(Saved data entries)
══════════════════════════════

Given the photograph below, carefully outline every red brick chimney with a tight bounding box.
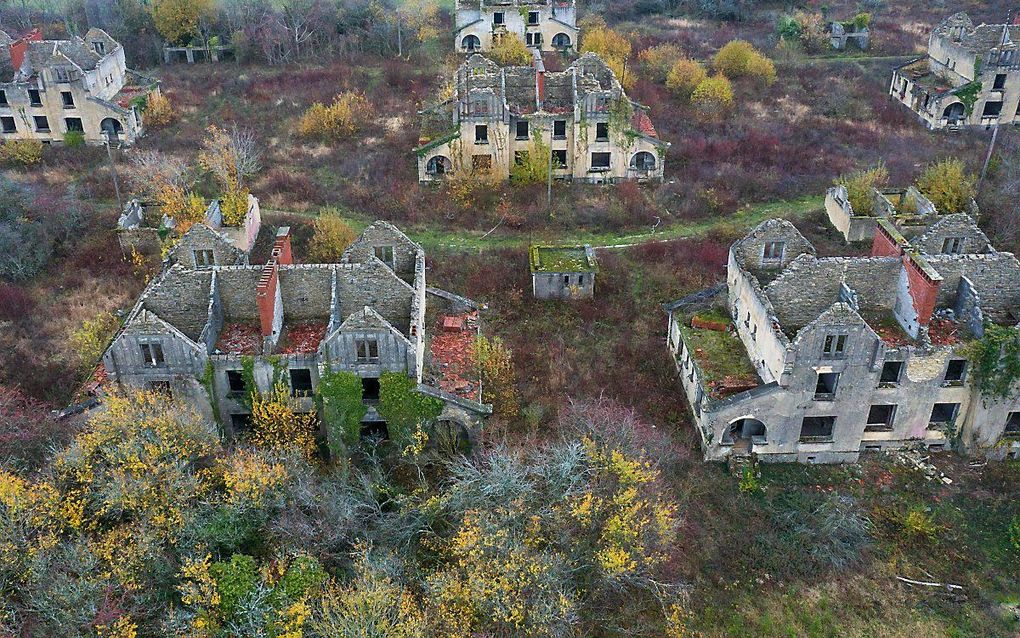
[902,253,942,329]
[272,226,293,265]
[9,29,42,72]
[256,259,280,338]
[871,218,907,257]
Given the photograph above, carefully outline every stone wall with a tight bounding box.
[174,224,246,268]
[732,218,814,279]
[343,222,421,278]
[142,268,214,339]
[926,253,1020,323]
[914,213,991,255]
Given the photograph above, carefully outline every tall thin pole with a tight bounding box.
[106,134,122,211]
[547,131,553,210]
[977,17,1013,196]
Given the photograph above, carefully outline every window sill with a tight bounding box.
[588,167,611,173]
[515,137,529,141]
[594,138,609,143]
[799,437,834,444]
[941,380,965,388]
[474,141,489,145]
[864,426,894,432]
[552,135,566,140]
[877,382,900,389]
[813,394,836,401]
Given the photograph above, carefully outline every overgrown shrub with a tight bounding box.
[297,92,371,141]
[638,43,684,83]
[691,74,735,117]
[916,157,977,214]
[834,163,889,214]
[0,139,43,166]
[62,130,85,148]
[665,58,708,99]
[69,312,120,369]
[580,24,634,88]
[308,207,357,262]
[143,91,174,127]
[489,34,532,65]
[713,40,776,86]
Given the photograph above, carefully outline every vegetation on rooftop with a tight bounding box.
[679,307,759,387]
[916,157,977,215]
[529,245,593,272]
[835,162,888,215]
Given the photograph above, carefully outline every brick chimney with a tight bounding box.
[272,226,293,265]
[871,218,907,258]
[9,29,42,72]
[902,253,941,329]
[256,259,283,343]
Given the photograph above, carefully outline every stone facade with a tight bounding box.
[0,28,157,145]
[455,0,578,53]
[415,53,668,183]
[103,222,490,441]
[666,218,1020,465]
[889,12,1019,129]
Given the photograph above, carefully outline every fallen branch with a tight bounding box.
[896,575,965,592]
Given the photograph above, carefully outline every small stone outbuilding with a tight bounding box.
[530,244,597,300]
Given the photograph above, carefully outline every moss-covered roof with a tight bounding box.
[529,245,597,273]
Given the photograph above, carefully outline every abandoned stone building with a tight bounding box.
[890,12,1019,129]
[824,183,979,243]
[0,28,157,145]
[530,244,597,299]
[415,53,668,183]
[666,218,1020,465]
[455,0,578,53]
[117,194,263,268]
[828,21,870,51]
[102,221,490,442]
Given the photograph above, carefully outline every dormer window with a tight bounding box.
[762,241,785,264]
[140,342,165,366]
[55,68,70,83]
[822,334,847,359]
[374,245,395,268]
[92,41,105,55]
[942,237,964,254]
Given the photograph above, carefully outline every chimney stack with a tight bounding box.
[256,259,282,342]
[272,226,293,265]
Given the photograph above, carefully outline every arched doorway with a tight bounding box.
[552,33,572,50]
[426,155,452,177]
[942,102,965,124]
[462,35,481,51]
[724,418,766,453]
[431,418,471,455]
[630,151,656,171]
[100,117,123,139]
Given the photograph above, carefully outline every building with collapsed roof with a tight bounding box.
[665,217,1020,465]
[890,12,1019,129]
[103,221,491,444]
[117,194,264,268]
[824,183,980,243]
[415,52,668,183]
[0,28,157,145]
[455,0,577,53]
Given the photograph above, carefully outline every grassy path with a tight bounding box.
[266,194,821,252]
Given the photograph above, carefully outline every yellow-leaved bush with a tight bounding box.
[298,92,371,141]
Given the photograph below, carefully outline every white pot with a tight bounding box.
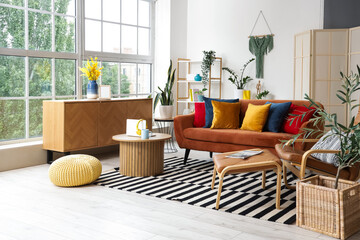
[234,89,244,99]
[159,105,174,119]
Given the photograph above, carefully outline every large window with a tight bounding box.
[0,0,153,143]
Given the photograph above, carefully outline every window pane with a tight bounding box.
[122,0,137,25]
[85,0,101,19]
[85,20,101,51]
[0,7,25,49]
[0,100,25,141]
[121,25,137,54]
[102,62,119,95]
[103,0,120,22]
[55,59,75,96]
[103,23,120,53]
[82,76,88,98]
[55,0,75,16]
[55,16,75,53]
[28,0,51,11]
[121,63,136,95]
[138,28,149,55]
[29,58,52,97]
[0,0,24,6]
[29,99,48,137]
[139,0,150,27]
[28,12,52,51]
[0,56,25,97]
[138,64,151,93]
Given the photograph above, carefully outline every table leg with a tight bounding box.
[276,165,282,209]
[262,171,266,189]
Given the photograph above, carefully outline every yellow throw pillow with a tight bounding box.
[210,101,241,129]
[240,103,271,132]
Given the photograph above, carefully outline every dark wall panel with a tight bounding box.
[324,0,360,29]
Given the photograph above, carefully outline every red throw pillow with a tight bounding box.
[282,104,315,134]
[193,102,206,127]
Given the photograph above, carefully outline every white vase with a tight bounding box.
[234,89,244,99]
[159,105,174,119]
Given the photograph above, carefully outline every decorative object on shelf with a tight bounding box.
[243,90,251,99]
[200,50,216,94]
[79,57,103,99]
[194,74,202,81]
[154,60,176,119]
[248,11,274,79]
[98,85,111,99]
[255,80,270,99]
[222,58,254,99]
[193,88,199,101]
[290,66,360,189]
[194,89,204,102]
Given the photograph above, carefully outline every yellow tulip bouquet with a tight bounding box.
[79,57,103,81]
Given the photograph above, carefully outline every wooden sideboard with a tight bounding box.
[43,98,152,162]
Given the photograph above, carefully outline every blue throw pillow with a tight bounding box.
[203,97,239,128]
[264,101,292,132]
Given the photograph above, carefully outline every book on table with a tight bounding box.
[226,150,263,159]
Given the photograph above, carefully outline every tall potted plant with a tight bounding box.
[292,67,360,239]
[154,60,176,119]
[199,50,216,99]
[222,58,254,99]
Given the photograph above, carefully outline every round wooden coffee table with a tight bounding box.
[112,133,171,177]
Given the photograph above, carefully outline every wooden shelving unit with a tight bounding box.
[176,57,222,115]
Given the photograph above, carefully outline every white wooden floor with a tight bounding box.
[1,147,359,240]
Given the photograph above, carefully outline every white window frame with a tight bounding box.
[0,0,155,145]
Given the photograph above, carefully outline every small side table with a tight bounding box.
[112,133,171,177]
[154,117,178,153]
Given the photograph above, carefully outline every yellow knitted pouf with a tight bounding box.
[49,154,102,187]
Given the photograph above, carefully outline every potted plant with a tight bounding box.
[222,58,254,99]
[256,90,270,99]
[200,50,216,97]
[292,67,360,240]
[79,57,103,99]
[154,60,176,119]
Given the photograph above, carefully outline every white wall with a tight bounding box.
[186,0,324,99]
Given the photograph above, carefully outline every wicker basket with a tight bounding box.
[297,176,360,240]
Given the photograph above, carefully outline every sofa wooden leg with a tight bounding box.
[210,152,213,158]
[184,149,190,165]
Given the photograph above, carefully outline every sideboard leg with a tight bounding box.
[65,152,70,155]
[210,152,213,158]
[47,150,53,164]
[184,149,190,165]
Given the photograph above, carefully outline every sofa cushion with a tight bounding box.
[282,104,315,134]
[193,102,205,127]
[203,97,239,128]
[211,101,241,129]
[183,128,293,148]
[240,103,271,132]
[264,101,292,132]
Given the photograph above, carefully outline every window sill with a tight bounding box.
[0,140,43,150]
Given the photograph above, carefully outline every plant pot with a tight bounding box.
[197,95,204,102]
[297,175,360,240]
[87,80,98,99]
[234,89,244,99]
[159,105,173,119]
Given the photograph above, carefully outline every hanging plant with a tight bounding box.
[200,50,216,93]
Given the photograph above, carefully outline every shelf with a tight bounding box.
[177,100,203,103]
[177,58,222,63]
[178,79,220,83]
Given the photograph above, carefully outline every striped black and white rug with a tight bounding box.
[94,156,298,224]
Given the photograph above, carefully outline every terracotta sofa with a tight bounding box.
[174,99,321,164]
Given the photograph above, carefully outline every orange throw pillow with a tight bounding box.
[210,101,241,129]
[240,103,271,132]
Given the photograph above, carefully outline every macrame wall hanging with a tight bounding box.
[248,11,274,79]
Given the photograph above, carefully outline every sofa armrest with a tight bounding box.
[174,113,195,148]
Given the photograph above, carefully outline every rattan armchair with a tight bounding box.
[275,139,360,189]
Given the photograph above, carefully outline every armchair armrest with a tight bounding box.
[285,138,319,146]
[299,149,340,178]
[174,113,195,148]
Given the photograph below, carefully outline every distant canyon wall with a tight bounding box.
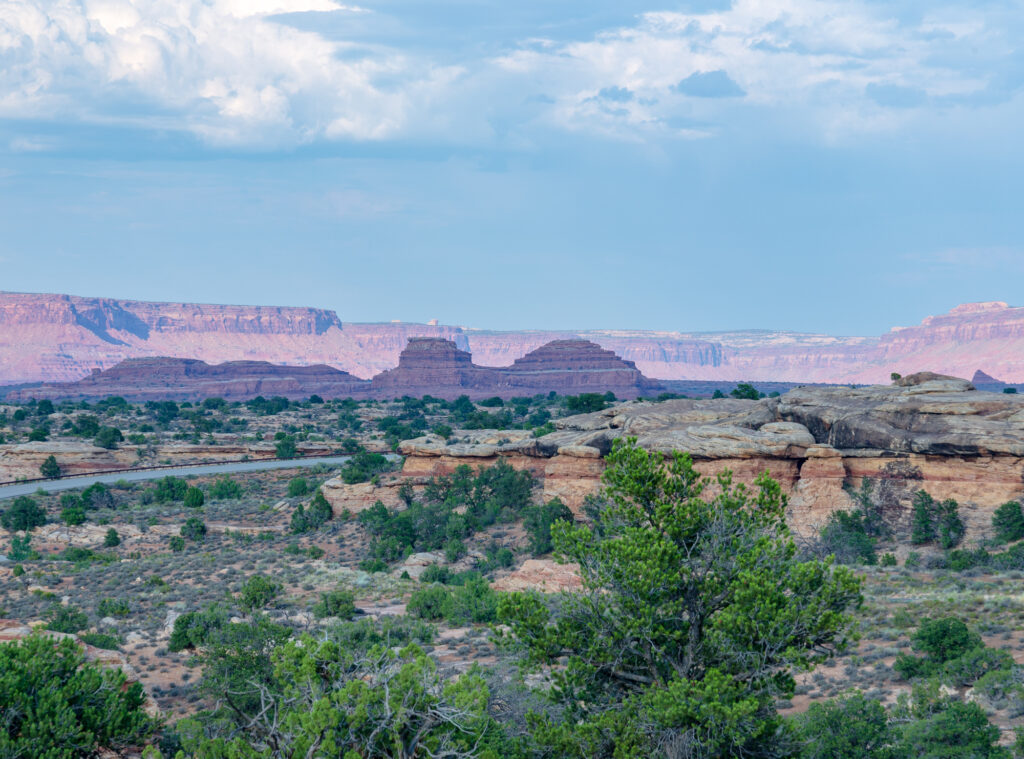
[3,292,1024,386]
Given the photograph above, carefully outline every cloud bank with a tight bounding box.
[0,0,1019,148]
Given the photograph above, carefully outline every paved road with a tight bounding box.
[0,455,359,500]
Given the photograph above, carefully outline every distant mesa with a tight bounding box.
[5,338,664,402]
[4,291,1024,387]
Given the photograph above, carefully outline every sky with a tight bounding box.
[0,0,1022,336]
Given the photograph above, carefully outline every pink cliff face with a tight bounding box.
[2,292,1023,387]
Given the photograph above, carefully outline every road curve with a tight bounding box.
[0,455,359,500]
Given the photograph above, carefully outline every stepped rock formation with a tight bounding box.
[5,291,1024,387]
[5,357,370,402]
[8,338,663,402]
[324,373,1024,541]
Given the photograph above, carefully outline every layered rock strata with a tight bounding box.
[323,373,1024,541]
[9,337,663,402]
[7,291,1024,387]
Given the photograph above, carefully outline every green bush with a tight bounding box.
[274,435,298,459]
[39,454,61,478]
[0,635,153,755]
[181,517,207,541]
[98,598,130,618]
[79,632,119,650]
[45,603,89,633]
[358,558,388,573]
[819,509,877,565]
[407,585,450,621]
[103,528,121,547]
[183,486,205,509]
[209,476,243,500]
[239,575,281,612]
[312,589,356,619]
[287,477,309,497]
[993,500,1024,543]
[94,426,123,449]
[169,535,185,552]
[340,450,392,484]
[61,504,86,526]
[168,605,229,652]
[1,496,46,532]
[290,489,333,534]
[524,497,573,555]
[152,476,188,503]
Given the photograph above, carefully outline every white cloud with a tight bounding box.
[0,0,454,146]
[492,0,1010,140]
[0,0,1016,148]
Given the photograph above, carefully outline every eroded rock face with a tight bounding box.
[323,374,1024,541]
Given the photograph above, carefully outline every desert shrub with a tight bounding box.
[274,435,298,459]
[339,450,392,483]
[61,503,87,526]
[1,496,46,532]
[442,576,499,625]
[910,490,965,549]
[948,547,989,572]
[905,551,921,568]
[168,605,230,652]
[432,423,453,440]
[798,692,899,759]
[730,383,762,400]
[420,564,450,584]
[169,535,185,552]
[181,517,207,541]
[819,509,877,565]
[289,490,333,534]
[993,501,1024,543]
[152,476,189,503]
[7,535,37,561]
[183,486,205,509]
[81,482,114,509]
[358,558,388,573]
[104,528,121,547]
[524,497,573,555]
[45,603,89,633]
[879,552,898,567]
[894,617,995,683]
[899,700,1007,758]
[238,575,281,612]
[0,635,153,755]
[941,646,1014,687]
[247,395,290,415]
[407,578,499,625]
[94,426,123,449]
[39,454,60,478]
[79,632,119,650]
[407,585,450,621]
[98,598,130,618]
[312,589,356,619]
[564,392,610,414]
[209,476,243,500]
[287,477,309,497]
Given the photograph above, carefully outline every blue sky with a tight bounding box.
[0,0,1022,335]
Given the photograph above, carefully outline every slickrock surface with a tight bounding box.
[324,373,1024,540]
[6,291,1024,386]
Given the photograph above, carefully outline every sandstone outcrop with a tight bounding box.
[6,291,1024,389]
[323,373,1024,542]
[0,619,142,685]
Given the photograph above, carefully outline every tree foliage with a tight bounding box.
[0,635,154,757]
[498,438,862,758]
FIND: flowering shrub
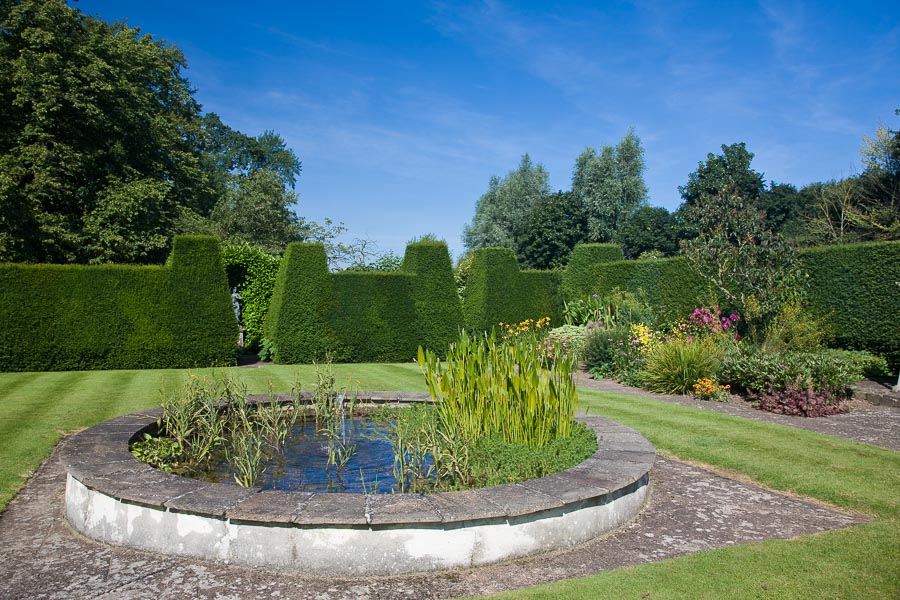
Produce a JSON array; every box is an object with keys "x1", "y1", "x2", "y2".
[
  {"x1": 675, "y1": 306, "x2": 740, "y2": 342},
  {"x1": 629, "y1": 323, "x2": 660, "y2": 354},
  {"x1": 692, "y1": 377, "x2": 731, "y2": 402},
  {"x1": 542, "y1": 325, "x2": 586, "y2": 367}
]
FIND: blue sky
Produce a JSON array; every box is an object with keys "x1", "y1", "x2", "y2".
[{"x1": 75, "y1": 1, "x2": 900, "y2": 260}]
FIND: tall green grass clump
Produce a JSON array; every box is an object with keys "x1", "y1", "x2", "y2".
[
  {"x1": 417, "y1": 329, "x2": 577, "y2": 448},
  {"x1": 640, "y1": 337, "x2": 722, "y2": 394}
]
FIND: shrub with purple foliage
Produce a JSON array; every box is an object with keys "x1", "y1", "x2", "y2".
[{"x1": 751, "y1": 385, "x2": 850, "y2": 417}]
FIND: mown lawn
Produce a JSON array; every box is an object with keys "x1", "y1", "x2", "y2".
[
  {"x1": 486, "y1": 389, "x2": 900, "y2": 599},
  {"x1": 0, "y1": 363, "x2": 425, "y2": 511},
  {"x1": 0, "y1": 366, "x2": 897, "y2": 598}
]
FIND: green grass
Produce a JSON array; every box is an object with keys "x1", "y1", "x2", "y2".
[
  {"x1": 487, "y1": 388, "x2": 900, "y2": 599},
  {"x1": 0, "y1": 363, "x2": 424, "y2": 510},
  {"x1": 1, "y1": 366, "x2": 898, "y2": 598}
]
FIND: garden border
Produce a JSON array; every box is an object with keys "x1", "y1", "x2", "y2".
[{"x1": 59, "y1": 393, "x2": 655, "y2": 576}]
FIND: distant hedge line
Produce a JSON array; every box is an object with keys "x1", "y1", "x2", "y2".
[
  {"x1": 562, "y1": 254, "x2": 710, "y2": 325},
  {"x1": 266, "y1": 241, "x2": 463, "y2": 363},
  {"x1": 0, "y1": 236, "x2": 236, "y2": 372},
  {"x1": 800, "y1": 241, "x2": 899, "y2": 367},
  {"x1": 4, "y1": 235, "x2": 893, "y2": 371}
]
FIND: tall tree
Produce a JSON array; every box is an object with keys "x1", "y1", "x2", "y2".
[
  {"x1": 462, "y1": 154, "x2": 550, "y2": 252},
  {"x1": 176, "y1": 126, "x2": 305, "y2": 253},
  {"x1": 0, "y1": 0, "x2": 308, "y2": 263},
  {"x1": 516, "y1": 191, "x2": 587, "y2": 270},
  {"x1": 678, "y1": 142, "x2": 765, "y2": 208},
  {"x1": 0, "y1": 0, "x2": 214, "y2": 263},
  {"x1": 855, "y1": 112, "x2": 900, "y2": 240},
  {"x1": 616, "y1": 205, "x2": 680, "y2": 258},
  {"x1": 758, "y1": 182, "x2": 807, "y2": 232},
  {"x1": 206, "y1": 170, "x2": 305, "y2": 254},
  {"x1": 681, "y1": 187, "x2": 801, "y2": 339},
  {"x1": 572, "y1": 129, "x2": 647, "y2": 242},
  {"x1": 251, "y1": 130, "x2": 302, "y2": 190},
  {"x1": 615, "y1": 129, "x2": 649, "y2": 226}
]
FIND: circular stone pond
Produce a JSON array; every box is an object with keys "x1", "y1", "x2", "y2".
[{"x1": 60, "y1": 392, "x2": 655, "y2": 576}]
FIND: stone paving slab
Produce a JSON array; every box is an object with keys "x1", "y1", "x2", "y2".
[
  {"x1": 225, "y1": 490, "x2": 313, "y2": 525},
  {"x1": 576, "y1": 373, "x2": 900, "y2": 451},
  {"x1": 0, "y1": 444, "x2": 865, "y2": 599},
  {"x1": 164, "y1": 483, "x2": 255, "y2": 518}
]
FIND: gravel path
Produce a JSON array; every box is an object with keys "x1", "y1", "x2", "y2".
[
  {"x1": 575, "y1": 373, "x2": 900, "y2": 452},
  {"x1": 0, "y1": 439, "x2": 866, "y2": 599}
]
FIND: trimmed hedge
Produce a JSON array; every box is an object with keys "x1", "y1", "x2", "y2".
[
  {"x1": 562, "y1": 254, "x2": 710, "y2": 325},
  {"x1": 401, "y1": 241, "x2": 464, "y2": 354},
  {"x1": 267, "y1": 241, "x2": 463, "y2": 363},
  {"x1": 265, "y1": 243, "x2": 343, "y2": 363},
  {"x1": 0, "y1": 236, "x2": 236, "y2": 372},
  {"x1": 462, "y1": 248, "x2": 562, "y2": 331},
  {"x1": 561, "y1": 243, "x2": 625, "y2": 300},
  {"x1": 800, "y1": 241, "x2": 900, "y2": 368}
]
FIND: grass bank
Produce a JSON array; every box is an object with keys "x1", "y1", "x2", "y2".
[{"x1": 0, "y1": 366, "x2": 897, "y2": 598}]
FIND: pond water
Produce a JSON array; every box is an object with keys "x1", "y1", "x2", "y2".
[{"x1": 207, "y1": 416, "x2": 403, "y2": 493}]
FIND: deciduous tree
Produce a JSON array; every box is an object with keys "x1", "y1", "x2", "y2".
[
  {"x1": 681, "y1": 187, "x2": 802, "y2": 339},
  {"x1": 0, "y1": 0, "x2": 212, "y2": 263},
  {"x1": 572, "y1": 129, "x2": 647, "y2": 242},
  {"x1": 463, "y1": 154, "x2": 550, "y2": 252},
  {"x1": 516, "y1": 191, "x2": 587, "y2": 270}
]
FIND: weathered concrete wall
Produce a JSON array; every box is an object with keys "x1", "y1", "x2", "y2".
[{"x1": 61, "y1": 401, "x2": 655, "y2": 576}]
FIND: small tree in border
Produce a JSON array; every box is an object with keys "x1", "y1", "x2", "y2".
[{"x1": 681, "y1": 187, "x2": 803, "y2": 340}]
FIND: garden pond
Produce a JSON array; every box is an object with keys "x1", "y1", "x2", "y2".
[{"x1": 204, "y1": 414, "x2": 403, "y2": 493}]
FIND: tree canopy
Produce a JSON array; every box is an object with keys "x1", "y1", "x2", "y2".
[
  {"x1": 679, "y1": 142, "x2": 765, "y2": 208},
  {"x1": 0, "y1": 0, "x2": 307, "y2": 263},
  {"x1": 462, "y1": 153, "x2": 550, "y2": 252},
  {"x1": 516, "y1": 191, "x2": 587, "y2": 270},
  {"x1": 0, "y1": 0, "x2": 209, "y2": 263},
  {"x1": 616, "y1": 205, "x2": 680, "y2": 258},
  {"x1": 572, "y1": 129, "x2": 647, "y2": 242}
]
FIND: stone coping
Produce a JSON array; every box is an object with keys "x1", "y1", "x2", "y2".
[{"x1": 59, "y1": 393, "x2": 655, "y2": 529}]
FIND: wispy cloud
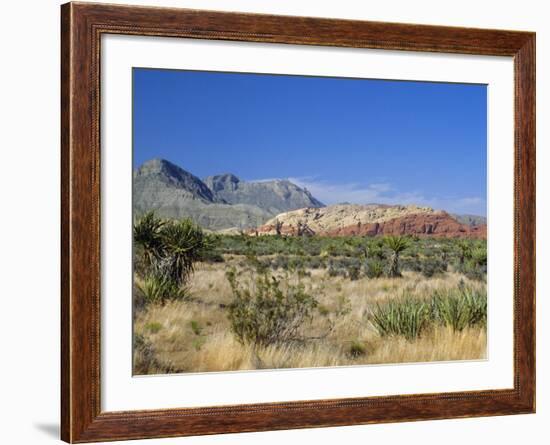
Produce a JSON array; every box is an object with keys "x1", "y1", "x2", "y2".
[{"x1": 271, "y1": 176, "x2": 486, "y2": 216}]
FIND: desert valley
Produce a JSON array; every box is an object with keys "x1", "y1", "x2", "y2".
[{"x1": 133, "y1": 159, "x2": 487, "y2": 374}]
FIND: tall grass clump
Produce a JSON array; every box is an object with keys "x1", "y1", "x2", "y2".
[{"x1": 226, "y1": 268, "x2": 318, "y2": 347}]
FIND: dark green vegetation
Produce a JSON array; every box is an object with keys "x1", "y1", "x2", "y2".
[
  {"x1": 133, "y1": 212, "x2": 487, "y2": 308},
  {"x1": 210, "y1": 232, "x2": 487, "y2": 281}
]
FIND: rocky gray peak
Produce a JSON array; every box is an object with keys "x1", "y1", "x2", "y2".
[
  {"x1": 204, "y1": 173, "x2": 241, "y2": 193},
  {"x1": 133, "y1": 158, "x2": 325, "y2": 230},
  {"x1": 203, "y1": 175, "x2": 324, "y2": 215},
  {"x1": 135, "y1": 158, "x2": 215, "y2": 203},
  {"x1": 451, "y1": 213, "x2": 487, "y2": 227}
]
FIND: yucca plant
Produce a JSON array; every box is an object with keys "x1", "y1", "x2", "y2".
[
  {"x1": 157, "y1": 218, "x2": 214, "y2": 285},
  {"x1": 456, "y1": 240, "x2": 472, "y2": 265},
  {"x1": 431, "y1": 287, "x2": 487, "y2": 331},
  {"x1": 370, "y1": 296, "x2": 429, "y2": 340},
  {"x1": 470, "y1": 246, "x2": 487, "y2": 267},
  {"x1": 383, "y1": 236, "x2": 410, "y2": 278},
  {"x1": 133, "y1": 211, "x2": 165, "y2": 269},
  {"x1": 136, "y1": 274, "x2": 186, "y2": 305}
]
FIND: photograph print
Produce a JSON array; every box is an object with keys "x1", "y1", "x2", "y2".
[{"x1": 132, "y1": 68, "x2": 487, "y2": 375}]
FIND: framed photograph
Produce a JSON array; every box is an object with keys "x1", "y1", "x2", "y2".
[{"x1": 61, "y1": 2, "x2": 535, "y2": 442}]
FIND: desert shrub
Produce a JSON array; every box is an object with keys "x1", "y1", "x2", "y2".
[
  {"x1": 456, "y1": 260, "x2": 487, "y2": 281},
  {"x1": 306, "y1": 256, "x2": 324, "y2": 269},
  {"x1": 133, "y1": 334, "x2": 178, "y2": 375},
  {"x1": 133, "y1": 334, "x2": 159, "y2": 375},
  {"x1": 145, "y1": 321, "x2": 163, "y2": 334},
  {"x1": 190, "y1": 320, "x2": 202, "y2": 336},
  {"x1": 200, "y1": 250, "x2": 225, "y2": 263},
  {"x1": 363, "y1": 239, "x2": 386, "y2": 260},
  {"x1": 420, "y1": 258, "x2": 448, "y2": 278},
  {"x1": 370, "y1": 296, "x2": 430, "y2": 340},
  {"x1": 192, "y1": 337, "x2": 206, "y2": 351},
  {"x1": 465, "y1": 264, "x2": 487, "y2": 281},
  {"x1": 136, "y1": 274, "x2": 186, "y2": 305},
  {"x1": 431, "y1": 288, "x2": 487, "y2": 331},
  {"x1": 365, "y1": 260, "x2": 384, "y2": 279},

══════════════════════════════

Look for the word "pond". Copy out every line of the data that has it.

FIND: circular stone pond
FIND: pond water
FIND: garden pond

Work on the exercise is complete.